Pull out every line in the entries below that contains the string "locate", and list those lines unchanged.

■ Input for this task:
#####
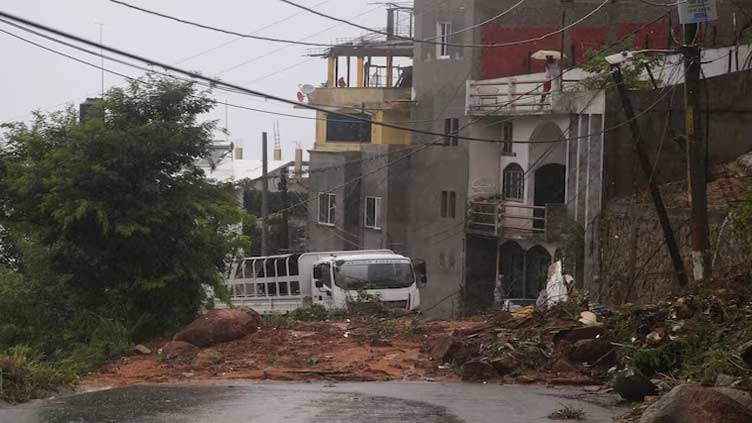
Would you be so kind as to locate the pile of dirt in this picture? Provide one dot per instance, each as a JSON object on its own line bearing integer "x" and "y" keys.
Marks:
#####
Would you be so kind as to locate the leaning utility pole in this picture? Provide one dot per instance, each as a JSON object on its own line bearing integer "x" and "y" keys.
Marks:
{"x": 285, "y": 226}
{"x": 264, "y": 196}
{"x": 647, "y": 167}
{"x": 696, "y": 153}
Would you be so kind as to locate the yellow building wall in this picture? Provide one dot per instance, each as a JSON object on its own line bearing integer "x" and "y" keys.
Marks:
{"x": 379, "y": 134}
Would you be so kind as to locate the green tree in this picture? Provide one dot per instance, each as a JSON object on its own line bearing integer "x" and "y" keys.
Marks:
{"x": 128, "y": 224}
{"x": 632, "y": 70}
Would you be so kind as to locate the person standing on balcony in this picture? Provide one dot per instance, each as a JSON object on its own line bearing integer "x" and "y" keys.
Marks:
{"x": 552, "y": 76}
#####
■ Worked solution:
Would you be so kind as to locate the pile of dirt in this picture? Provide one dot per instance, each as a JSON object on its own line bearing integer "x" and "y" keys.
Would you be so kind as to locate the leaning utility pole in this picture? Provide one dot per instance, each as a JSON object on its own line bearing integer "x" and "y" keys.
Would you be so kind as to locate the yellow building wall in this picture? Provide one dot per instance, each as a JSON object on its own line bearing integer "x" and "y" keys.
Would you be so kind as to locate the green tree in this picture? Provide one dot per instance, each as a JSON object on its own line bearing integer "x" and "y" keys.
Would you be so kind as to locate the person standing on balcony in this picture? Provide one dot per instance, each as a JSON object on its own line bearing integer "x" and "y" keys.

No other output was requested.